* _Excerpt provided_:
HATTIESBURG, Miss. — Brett Favre had finished throwing to the youngsters at Oak Grove High School and poked his head out of the field house to see a few reporters standing near his truck, waiting to ask him about his future plans.
Favre ducked back inside and, moments later, someone else jumped into Favre's truck and drove it around to the front of the building Monday morning. With a grin on his face, the 40-year-old quarterback ran out of the building, hopped in and drove off with nothing more than a playful wave to the waiting reporters.
Whether it's throwing passes to high school receivers or dodging members of the media, Favre looks like he's getting along just fine on that surgically repaired ankle.
Favre has yet to tell the Minnesota Vikings if he will return for a 20th season in the NFL, but most people with the team and around the NFL would be stunned if he did not come back. He had arthroscopic surgery on his left ankle in May and has been throwing to receivers at the high school for a few weeks, lending an air of inevitability to yet another sequel to the summer blockbuster "Favre-a-palooza," as Vikings tight end Visanthe Shiancoe likes to call it.
"He ain't working out for no reason," Vikings quarterback Tarvaris Jackson said recently. "I welcome him back. There's nothing I can do about it so I'm going to welcome him back and hopefully get to the Super Bowl."
The Vikings have made it clear to Favre that they would be fine with a similar timeline to last season, when he joined the team after it broke training camp in Mankato, Minn., in time for the second game of the preseason.
It didn't take long for him to get settled in. Favre had one of the best seasons of his career, with career bests in completion percentage (68.4), quarterback rating (107.2) and fewest interceptions (7), while throwing for 33 TDs and 4,202 yards to lead the Vikings to an NFC North title.
Minnesota lost to New Orleans in the NFC title game. Favre threw for 310 yards, one touchdown and two interceptions, the last coming in Saints territory at the end of regulation that put the game into overtime.

* _Using the information_:
(1) Answer these questions from the article about Brett Favre.
(a) What surgery did Favre have, and in which month?
(b) In which city did the Vikings break training camp last season?
(c) How many touchdown passes did Favre throw last season?
(2) Using the article about Brett Favre, decide whether each statement agrees with it. Answer yes or no and quote the deciding words.
(a) Favre told the waiting reporters about his plans before he drove off.
(b) Minnesota lost to New Orleans in the NFC title game.
(c) Favre threw three interceptions in the NFC title game.

* _Records provided_:
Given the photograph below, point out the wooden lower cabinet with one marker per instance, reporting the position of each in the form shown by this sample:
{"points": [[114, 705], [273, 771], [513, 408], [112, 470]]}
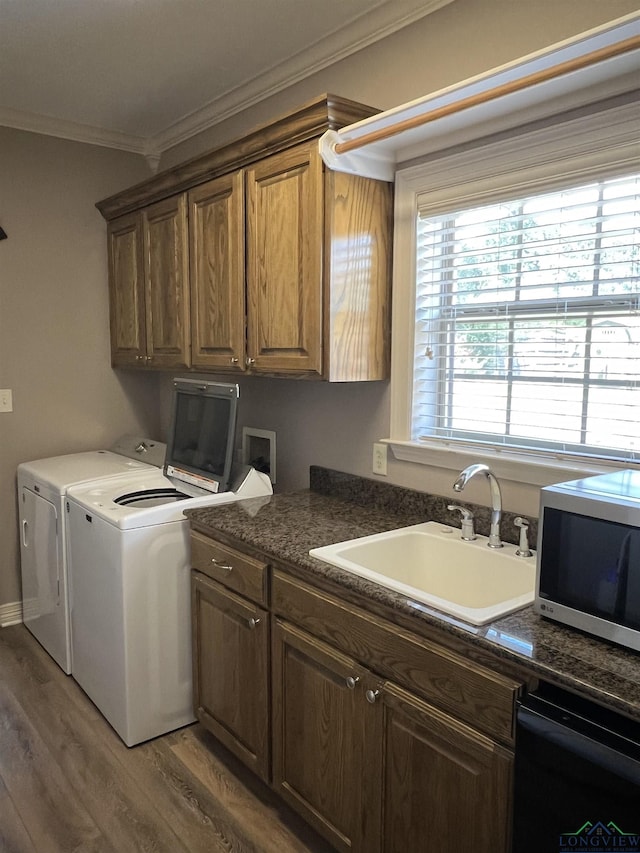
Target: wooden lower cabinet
{"points": [[446, 788], [383, 740], [231, 670], [375, 769], [322, 732]]}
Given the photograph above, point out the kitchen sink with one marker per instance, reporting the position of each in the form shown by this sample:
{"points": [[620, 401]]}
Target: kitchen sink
{"points": [[430, 563]]}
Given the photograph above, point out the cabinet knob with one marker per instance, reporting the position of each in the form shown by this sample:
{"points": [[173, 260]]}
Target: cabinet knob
{"points": [[371, 696]]}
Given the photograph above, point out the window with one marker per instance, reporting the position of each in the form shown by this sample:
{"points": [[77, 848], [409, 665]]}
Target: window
{"points": [[516, 315], [528, 321]]}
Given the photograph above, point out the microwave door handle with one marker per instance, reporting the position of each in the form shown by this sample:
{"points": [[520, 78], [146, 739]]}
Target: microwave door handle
{"points": [[623, 578]]}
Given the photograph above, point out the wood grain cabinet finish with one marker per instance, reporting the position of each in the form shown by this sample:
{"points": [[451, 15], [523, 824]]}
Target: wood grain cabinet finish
{"points": [[383, 740], [149, 296], [216, 240], [446, 787], [231, 671], [284, 268], [322, 738], [422, 779], [318, 269], [231, 651]]}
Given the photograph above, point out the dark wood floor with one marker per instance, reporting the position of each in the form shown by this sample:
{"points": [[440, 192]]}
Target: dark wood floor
{"points": [[68, 783]]}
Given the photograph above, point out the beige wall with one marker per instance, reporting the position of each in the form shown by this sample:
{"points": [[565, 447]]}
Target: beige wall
{"points": [[54, 344], [332, 425], [53, 280], [458, 41]]}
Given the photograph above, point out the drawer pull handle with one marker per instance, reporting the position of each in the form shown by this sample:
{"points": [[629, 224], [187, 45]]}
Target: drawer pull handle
{"points": [[371, 696]]}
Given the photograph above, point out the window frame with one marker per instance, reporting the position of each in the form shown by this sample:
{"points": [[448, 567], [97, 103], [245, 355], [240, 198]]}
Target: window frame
{"points": [[571, 149]]}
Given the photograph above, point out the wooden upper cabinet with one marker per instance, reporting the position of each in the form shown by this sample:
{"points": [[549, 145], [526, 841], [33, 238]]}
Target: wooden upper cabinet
{"points": [[126, 290], [284, 262], [216, 240], [318, 269], [167, 283], [256, 257], [148, 279]]}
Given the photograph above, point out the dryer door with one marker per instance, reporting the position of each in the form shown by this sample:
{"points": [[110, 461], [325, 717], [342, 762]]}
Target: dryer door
{"points": [[40, 552]]}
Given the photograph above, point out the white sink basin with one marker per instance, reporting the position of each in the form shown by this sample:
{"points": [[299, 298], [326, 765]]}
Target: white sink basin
{"points": [[432, 564]]}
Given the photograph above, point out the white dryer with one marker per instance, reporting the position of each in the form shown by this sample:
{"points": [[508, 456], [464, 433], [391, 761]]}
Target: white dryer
{"points": [[130, 567], [42, 488]]}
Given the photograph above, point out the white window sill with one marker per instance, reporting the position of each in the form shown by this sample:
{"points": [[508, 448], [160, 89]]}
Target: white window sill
{"points": [[524, 468]]}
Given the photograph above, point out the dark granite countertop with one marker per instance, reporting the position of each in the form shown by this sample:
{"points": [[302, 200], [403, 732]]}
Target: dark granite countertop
{"points": [[339, 507]]}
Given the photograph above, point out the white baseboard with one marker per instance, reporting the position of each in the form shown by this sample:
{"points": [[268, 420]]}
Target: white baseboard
{"points": [[10, 614]]}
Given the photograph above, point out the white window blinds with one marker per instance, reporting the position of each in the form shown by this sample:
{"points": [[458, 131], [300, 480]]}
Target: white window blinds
{"points": [[528, 321]]}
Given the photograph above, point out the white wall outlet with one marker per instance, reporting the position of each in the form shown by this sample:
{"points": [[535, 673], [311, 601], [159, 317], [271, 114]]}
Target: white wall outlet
{"points": [[379, 458], [6, 400]]}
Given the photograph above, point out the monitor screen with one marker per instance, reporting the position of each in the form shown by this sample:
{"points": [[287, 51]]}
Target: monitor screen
{"points": [[201, 440]]}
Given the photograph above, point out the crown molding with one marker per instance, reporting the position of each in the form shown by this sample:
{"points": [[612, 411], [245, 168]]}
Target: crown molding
{"points": [[389, 17], [73, 131], [10, 614], [328, 51]]}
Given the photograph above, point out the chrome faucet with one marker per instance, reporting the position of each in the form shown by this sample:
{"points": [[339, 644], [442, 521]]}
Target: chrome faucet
{"points": [[496, 498]]}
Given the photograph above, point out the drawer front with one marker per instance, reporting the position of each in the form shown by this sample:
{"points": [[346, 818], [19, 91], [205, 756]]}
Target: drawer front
{"points": [[470, 692], [232, 569]]}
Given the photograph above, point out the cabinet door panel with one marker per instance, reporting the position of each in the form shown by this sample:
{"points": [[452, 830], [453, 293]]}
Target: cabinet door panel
{"points": [[167, 294], [126, 290], [231, 670], [216, 220], [446, 787], [321, 727], [284, 262]]}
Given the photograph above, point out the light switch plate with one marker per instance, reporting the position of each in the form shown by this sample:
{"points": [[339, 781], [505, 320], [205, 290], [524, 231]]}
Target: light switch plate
{"points": [[6, 400], [379, 458]]}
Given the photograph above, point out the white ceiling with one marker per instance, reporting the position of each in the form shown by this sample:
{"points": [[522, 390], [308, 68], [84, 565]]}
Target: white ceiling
{"points": [[143, 75]]}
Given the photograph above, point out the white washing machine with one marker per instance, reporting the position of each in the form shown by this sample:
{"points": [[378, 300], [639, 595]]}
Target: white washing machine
{"points": [[130, 566], [42, 488]]}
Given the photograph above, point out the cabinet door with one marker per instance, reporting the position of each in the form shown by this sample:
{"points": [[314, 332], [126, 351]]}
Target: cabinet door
{"points": [[231, 671], [321, 729], [126, 290], [284, 262], [446, 788], [216, 227], [167, 283]]}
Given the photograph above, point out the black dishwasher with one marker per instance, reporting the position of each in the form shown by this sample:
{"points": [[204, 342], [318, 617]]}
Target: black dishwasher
{"points": [[577, 776]]}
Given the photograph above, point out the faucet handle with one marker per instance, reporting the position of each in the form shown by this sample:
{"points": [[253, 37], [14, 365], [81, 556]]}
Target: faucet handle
{"points": [[468, 533], [523, 548]]}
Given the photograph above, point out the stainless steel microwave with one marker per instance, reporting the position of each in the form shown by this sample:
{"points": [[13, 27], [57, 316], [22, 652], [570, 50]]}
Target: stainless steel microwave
{"points": [[588, 556]]}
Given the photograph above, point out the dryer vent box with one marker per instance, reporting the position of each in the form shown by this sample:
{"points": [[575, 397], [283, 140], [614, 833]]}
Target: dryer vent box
{"points": [[259, 450]]}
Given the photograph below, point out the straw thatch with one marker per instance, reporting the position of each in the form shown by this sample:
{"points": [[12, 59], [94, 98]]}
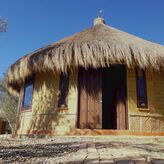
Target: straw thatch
{"points": [[98, 46]]}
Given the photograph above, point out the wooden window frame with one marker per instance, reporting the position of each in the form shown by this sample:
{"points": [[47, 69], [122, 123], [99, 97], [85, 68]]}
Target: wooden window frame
{"points": [[63, 76], [145, 106], [27, 83]]}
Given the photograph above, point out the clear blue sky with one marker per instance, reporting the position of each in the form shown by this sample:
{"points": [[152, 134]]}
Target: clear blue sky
{"points": [[36, 23]]}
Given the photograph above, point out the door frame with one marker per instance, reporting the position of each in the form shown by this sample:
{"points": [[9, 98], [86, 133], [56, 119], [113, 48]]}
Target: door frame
{"points": [[78, 100]]}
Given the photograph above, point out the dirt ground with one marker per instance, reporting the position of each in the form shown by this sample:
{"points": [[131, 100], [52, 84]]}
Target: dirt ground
{"points": [[82, 149]]}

* _Answers below_:
(1)
(a) Arthroscopic surgery on his left ankle, in May.
(b) Mankato, Minn.
(c) 33.

(2)
(a) No: "drove off with nothing more than a playful wave to the waiting reporters"
(b) Yes: "Minnesota lost to New Orleans in the NFC title game."
(c) No: "Favre threw for 310 yards, one touchdown and two interceptions"